● **CONSIGNE A**: Relevez tous les métiers du cinéma que mentionne l'entretien sur la fabrication d'armures.
● **CONSIGNE B**:
Répondez brièvement à chaque question sur l'entretien consacré à la fabrication d'armures.
(i) Dans quel but des découpes ont-elles été faites dans certaines armures de cascadeurs ?
(ii) Depuis combien d'années la personne interrogée exerce-t-elle ce métier ?
(iii) Qu'est-ce que les nouveaux designers ont toujours le réflexe de dessiner sur les casques des guerriers ?
● **CONSIGNE C**: Poursuivez l'entretien sur la fabrication d'armures de cinéma après sa dernière phrase.

━━━ EXTRAIT CHOISI ━━━

Oui. Notamment sur certaines armures destinées aux cascadeurs, dans lesquelles nous avons fait des découpes pour nous permettre d'y planter des flèches ou d'installer des fixations de harnais. Quoi qu'on nous demande sur le tournage, nous nous débrouillons pour le faire dans les meilleurs délais. Si on nous demande par exemple de percer une armure pour tourner un plan spécifique, on m'avertit par téléphone qu'il faudra fabriquer un double intact de la pièce qui a été percée, afin que l'on puisse tourner des scènes avec l'armure normale dès le lendemain. En 17 ans d'exercice, nous n'avons jamais eu une seule fois à dire à un réalisateur « Désolé, mais ça, nous ne pouvons pas le faire... »

Quelles sont les erreurs de design basiques que vous avez appris à éviter en concevant des armures ?

A chaque fois que nous engageons de nouveaux designers pour travailler sur un film, ils ont toujours le réflexe de dessiner de larges cornes sur les casques des guerriers. Ça leur plaît beaucoup, parce qu'ils pensent aux illustrations des romans de Conan ou des autres personnages d'Heroic-Fantasy. Le seul problème lorsque l'on porte un casque à longues cornes, c'est que si l'on essaie de lever sa lourde épée à deux mains au-dessus de sa tête pour frapper un ennemi, on se coince les bras dans les cornes du casque, et on peut tomber à la renverse ! (rires)

━━━ EXTRAITS DU MATÉRIEL ━━━

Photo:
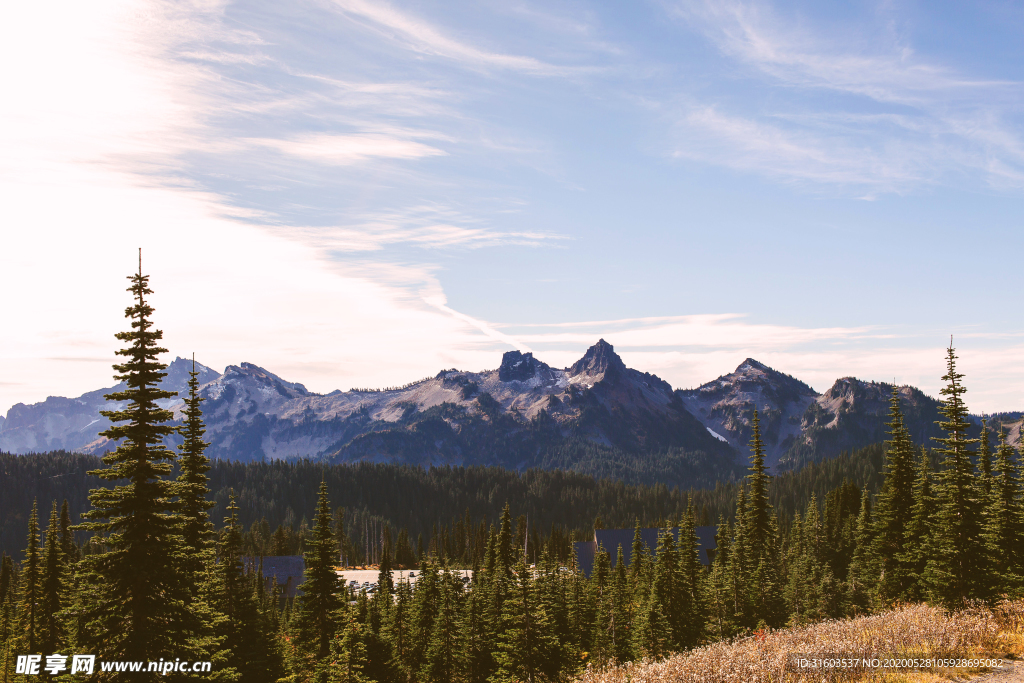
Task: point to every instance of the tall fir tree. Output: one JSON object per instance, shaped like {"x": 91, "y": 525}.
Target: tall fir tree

━━━
━━━ EXTRAITS DU MATÉRIEL ━━━

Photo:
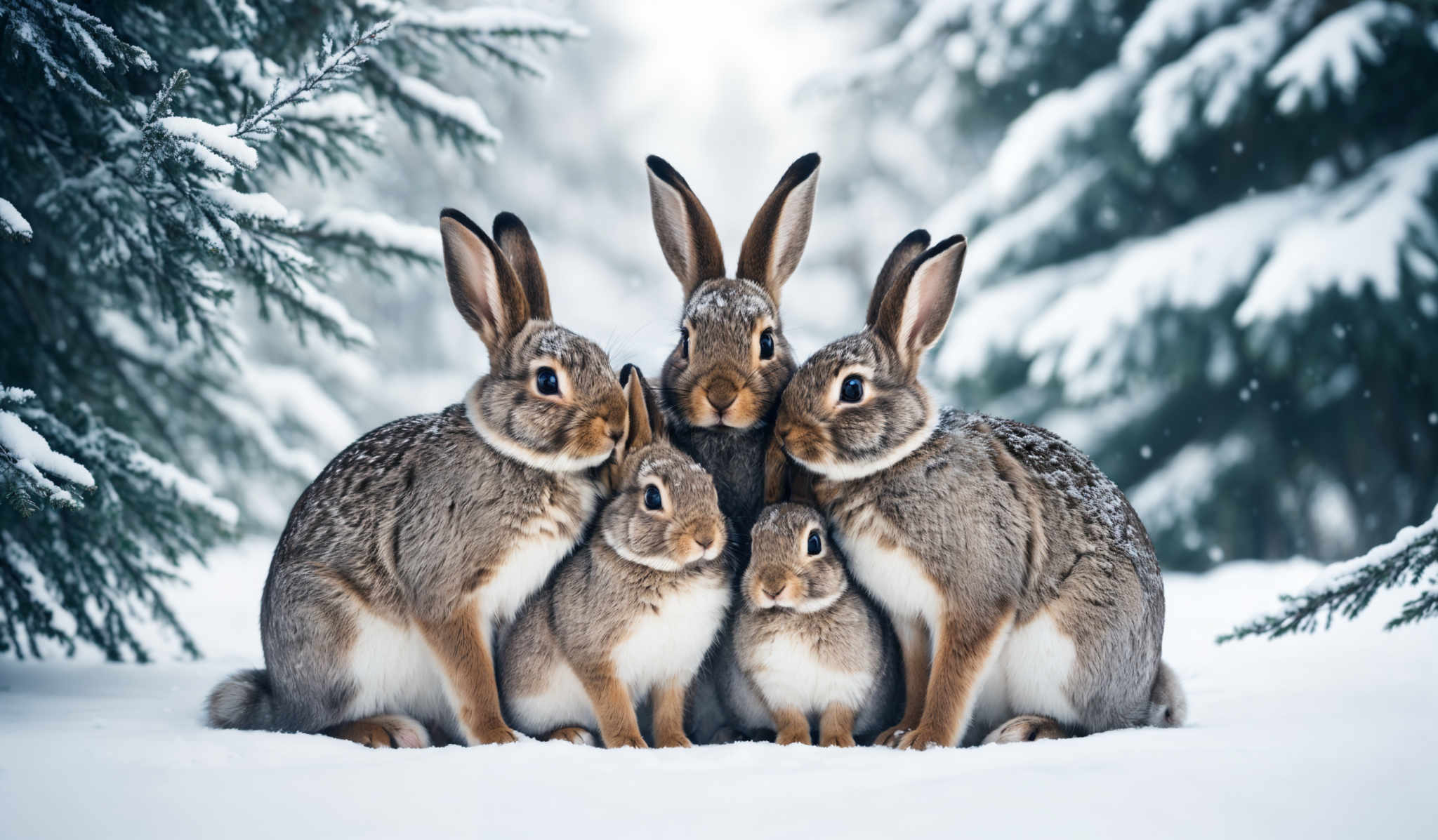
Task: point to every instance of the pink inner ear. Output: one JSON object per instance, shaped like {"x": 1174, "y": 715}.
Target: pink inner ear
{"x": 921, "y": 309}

━━━

● **RÉPONSE A**: cascadeurs, réalisateur, designers

● **RÉPONSE B**:
(i) Pour pouvoir y planter des flèches ou y installer des fixations de harnais.
(ii) Depuis 17 ans.
(iii) De larges cornes.

● **RÉPONSE C**:
Comment avez-vous créé les centaures ?

Dès le départ, nous avons décidé avec Andrew de créer trois types de centaures : les femmes centaures qui se battent avec des arcs, les guerriers centaures munis d'épées et les centaures plus lourdement harnachés, portant des armures, qui constituent la cavalerie de l'armée. Nous avons d'abord tenté d'imaginer comment de telles créatures pouvaient utiliser leur caractéristiques physiques pour se battre, et nous avons imaginé leurs équipements en partant de là. Pour le design, je dois dire que j'avais été très impressionné par un bronze de Centaure sculpté par Ray Harryhausen, que j'avais vu dans son salon. C'était un design magnifique. Nous avons utilisé aussi des illustrations de la Grèce et de la Rome Antique. Créer un centaure n'est pas facile, car si l'on essaie de lui donner une crédibilité anatomique – ou sont situés ses poumons, ses muscles, quelle est sa structure osseuse – on aboutit à une silhouette crédible, fonctionnelle, mais qui s'éloigne de ce que les gens ont l'habitude de voir. Du coup, nous avons surtout essayé de donner à ces créatures l'aspect le plus esthétique possible, et des proportions harmonieuses. Nous avons aussi décidé de placer la partie humaine de la créature légèrement en avant par rapport à la partie chevaline, de telle manière que de profil, on n'ait pas l'impression de voir un homme encastré dans un corps de cheval. Une autre difficulté, c'est que si l'on ajoute un torse d'homme sur un torse de cheval, en essayant d'harmoniser leurs proportions, le torse d'homme devient presque deux fois plus grand qu'un torse normal. Nous ne pouvions pas faire cela, car les centaures sont dans le camp des bons, et dialoguent avec les enfants : il ne fallait pas qu'ils aient l'air de colosses trop effrayants. Et après, si on modifie l'échelle pour que les créatures soient moins impressionnantes, on en arrive presque à leur donner les proportions d'un poney, ce qui devient comique ! (rires). Nous avons travaillé pendant des mois pour arriver aux proportions correctes, qui conviennent à toutes les situations.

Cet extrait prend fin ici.